[PROVIDED PASSAGE]
□ □ □ □ □ □ □

The results of operations for the three months ended March 31, 2000 are not
necessarily indicative of the results of operations for the full year
ending December 31, 2000.
NOTE 2 - BASIS OF PRESENTATION
The accompanying financial statements have been prepared assuming the
Company will continue as a going concern. However, the Company has had
recurring losses and cash flow deficiencies since inception. As at March
31, 2000, the Company has an accumulated deficit of $16,382,114, current
liabilities of $2,720,652, and a working capital deficiency of $2,720,652.
Also, the Company was in default on the payment of the principal balance
and accrued interest on certain notes and debentures and certain accounts
payable are past due. In addition to the payment of its current
liabilities, management estimates that the Company will incur general,
administrative, and other costs and expenditures, exclusive of any costs
and expenditures related to any mining and milling operations, at the rate
of approximately $20,000 per month plus interest during 2000. Such matters
raise substantial doubt about the Company's ability to continue as a going
concern. The financial statements do not include any adjustments that may
result from the outcome of the above uncertainty.
U.S. Mining Co. and its affiliates have pledged to provide financing to the
Company on an as needed basis until on or about December 31, 2000. The
funds received from USM and its affiliates will cover the general,
administrative and other costs approximated at $20,000 per month plus
interest. Additional funds will be needed to ready the Franklin Mine and
Mill properties for the commencement of extraction and milling and to
support the extraction and milling processes once underway as well as to
upgrade the processing facilities to allow for an increase in ore
processing capacity.
There can be no assurance that the Company will have adequate funds
available to repay the funds advanced by USM and its affiliates. In the
event that the Company defaults on its obligations, USM may foreclose on
the assets secured by the USM note. Such foreclosure actions by USM would
have a material adverse effect on the future operations of the Company and
the Company's ability to explore the Franklin Mines.
Substantially all of the $4,604,386 of mineral properties and equipment
included in the accompanying balance sheet as of March 31, 2000, is related
to exploration properties. The ultimate realization of the Company's
investment in exploration properties and equipment is dependent upon the
success of future property sales, the existence of economically recoverable
reserves, the ability of the Company to obtain financing or make other
arrangements for development, and upon future profitable production.
6
<PAGE>
WCM CAPITAL, INC.
(A DEVELOPMENT STAGE ENTERPRISE)

□ □ □ □ □ □ □

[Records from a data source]
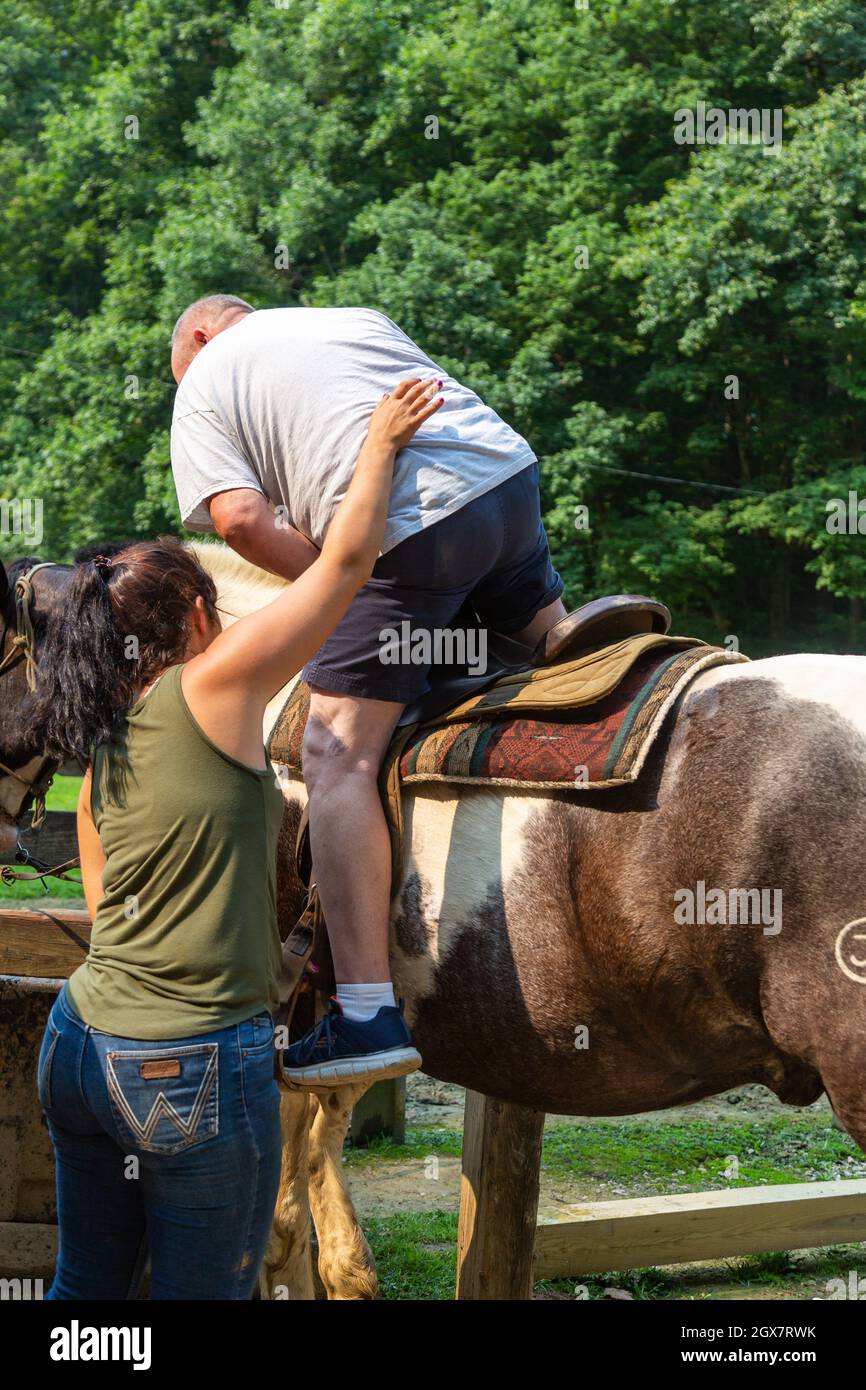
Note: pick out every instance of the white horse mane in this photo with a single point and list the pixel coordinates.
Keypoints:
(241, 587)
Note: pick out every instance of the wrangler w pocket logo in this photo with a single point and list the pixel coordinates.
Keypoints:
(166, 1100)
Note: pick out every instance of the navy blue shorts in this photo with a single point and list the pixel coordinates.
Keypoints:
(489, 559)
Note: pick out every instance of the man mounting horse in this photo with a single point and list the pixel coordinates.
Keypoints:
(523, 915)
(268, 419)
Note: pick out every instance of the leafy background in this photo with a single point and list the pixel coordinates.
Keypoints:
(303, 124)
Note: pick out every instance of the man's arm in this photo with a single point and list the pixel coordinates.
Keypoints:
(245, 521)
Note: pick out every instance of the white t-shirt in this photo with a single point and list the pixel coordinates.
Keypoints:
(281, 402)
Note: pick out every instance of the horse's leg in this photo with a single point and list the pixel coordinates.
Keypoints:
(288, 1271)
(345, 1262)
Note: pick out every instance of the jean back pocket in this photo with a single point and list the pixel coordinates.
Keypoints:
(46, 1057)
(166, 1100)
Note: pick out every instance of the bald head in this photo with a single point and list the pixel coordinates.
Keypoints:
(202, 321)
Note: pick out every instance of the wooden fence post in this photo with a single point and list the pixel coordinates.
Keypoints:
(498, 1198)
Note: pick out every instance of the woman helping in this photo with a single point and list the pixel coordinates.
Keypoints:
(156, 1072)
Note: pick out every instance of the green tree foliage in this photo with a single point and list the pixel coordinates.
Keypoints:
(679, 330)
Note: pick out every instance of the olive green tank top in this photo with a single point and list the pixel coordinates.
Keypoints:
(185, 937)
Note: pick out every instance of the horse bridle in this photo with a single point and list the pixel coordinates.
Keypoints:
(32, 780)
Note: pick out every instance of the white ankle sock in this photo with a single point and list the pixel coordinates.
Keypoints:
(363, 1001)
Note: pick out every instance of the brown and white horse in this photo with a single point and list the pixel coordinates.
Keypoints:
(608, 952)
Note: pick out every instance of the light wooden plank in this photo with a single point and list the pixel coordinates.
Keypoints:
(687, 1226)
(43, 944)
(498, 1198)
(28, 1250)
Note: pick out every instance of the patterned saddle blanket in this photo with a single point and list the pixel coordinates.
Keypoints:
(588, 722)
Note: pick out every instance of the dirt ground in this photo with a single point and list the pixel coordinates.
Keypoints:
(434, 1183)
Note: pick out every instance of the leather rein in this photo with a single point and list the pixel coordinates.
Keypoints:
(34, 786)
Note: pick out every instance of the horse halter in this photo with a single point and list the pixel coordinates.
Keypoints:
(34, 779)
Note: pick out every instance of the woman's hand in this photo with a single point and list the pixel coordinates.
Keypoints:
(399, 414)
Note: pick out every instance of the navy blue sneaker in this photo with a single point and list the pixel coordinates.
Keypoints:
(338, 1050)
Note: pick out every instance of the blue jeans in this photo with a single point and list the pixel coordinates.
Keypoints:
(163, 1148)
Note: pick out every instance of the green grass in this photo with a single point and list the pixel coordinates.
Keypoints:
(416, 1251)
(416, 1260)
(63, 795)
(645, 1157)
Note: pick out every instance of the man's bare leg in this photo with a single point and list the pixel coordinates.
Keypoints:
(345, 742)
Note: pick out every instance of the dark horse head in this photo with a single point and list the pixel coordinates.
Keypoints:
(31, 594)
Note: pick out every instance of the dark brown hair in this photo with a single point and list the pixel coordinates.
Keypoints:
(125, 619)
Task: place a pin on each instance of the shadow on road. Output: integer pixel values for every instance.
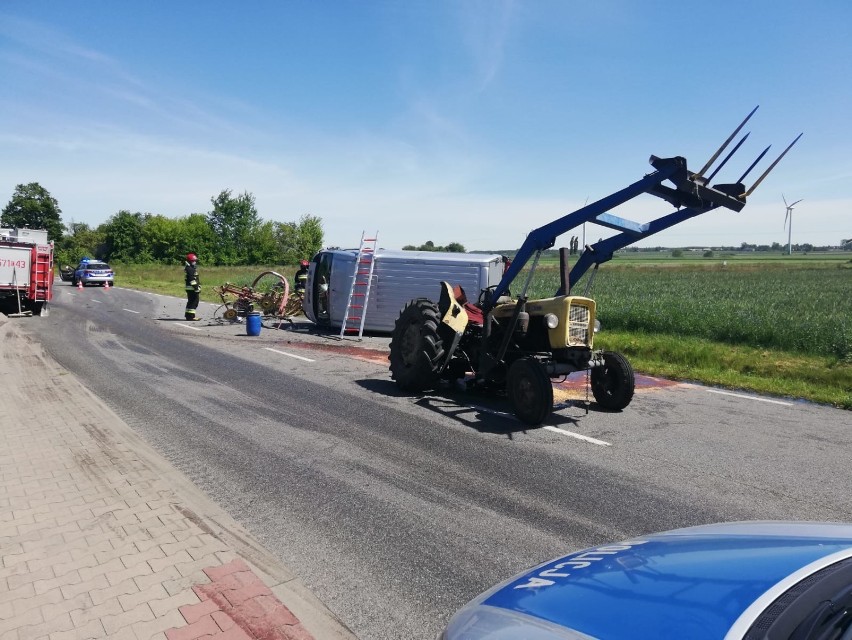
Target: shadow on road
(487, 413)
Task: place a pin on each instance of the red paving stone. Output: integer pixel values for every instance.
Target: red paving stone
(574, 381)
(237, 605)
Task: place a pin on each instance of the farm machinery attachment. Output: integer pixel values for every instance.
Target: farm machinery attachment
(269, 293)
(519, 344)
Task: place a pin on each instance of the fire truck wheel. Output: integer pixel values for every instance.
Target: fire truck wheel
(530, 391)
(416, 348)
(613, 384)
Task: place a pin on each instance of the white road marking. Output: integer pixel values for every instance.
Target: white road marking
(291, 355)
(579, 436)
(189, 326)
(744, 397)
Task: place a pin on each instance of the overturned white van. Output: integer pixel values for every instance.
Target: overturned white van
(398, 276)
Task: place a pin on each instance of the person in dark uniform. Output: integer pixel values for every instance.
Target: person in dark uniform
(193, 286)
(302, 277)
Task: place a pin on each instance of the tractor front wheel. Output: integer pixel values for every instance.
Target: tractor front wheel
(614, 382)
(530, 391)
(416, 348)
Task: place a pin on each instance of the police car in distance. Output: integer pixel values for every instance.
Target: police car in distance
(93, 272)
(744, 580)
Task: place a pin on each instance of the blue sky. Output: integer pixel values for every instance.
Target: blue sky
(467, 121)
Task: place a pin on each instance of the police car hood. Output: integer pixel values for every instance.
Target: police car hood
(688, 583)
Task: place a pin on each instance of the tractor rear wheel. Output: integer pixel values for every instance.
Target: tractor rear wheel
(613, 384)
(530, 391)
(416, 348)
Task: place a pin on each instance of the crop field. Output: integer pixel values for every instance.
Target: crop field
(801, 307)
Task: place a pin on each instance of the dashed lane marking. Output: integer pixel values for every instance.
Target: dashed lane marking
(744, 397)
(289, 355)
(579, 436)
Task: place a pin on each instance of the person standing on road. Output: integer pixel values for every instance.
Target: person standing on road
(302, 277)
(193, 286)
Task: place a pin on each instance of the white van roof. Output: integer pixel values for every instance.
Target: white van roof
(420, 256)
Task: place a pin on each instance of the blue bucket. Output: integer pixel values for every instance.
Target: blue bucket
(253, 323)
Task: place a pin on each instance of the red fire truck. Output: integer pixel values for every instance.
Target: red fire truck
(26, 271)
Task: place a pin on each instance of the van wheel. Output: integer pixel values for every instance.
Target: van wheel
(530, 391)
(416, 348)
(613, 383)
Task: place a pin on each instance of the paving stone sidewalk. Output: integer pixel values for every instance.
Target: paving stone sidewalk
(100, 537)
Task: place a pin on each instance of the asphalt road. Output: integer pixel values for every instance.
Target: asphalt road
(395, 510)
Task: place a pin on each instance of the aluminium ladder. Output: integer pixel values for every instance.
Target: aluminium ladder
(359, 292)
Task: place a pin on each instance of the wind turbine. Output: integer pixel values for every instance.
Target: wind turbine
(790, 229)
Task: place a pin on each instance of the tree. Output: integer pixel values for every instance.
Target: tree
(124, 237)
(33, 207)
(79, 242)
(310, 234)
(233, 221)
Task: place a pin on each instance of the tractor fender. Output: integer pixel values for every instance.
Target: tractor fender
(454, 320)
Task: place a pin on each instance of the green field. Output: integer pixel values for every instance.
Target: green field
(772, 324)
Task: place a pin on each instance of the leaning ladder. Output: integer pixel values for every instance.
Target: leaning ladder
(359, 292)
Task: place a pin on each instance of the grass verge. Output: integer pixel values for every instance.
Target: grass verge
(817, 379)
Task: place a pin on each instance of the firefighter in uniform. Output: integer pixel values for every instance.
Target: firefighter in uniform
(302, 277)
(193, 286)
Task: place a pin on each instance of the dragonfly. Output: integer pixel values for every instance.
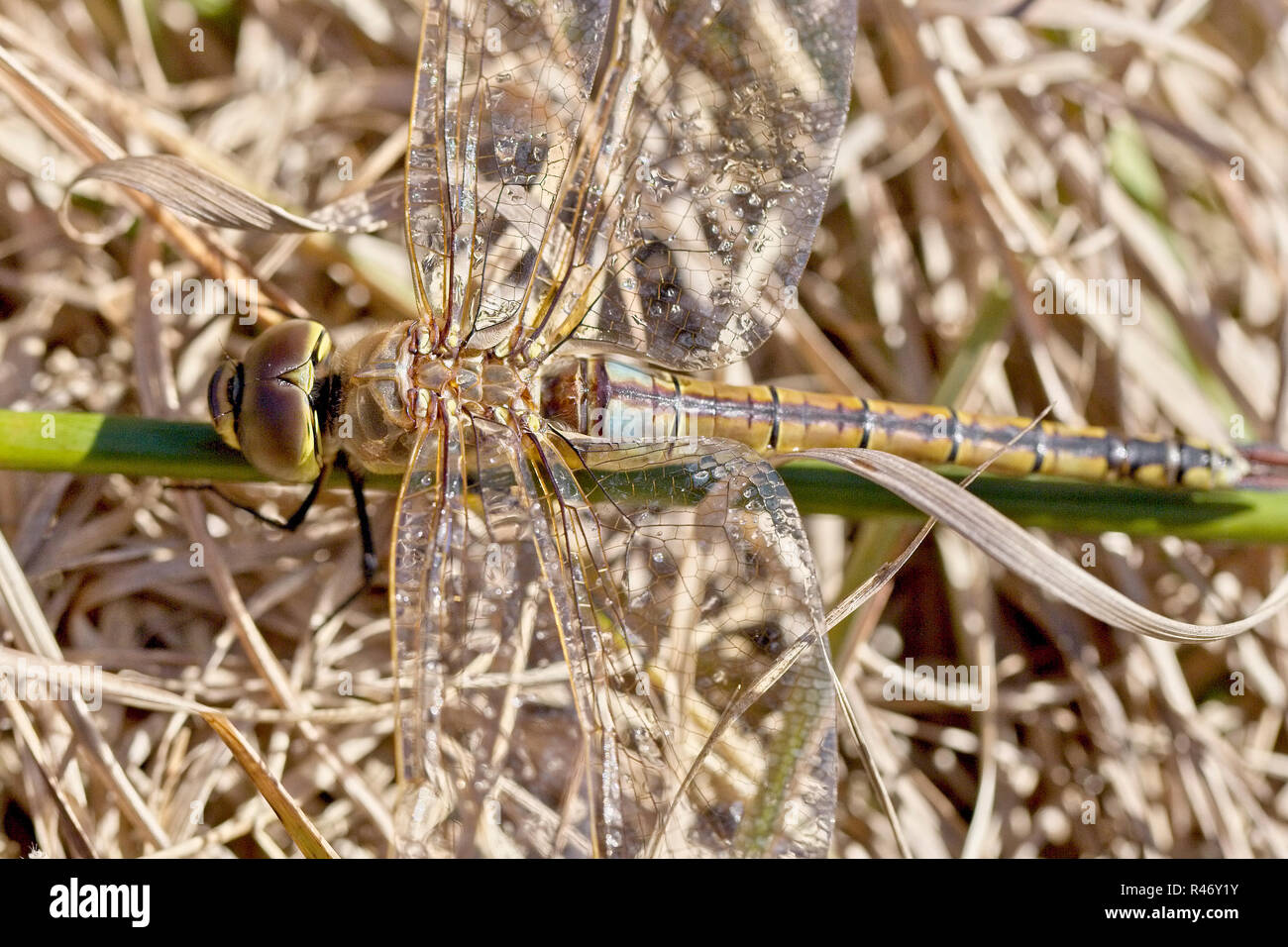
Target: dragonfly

□ □ □ □ □ □ □

[GIVEN PROBLEM 1] Repeat the text of the financial statement excerpt between "The results of operations for the three" and "ending December 31, 2000.", inclusive.
[GIVEN PROBLEM 2] According to the financial statement excerpt, what accumulated deficit did the Company have as of March 31, 2000?
[GIVEN PROBLEM 3] Resume the financial statement excerpt from the point where it stops.

[RIGHT ANSWER 1]
The results of operations for the three months ended March 31, 2000 are not
necessarily indicative of the results of operations for the full year
ending December 31, 2000.

[RIGHT ANSWER 2] $16,382,114

[RIGHT ANSWER 3]
NOTES TO CONDENSED FINANCIAL STATEMENTS
MARCH 31, 2000
NOTE 3 - NOTES PAYABLE RELATED PARTY AND OTHERS
Notes payable related party and others consist of the following at March
31, 2000:
12% unsecured demand note due to an affiliate
of the former president of the Company $ 71,965
Secured promissory note (a) 60,000
Unsecured promissory notes (b) 87,000
--------
$218,965
========
(a) The outstanding principal balance of the note became payable on July
18, 1996 and the Company is in default. The note is guaranteed by
certain officers of Gems and is collateralized through a subordinated
security interest in the Company's mining reclamation bond. Interest
on the note is payable based on the rate of interest applicable to the
mining reclamation bond.
(b) This principal amount represents four unsecured promissory notes
comprised of one $36,000 note and three $17,000 notes payable. The
Company assumed these obligations on November 25, 1997, as part of the
acquisition from USM of the remaining interest in the Joint Venture.
These notes were in default when assumed by the Company, and remain in
default as of March 31, 2000. Interest is being accrued at rates
between 8% and 17% per annum.
Accrued interest on the above notes at March 31, 2000 aggregated
approximately $71,000.
NOTE 4 - CONVERTIBLE DEBENTURES
The Company's convertible debt at March 31, 2000 consist of:
12.25% convertible debenture originally due 12/31/94 $145,000
As of March 31, 2000, the Company was in default with respect to the
payment of the $145,000 principal balance of the debenture and accrued
interest of approximately $88,000. As a result of its default, the Company
is subject to and may be subject to further litigation by the Transfer
Agent/Trustee under the Indenture Agreement or from debenture holders
seeking immediate repayment of principal plus interest and other costs.
Management cannot assure that there will be funds available for the
required payments or what the effects will be of any actions brought by or
on behalf of the debenture holders.
NOTE 5 - NOTE PAYABLE - RELATED PARTY
The Company had outstanding a 8% promissory note balance of $1,627,438, at
March 31, 2000, which represents monies advanced to the Company by U.S.
Mining, Inc. ("USM") and obligations assumed in connection with the
contributions of Joint Venture interests in 1997. The note was payable on
May 4, 1998, and is secured by all the Company's mining claims and mining
properties, as well as its interests in the Hayden/Kennec Leases. The note
is subject to successive 30-day extensions throughout 1998 upon the mutual
agreement of the maker and lender for no additional consideration. On March
5, 1998, POS assigned this note to USM. Both POS and USM are considered
related parties because they can exert significant influence over the
Company. Accrued interest at March 31, 2000 was approximately $229,000.
7
<PAGE>
WCM CAPITAL, INC.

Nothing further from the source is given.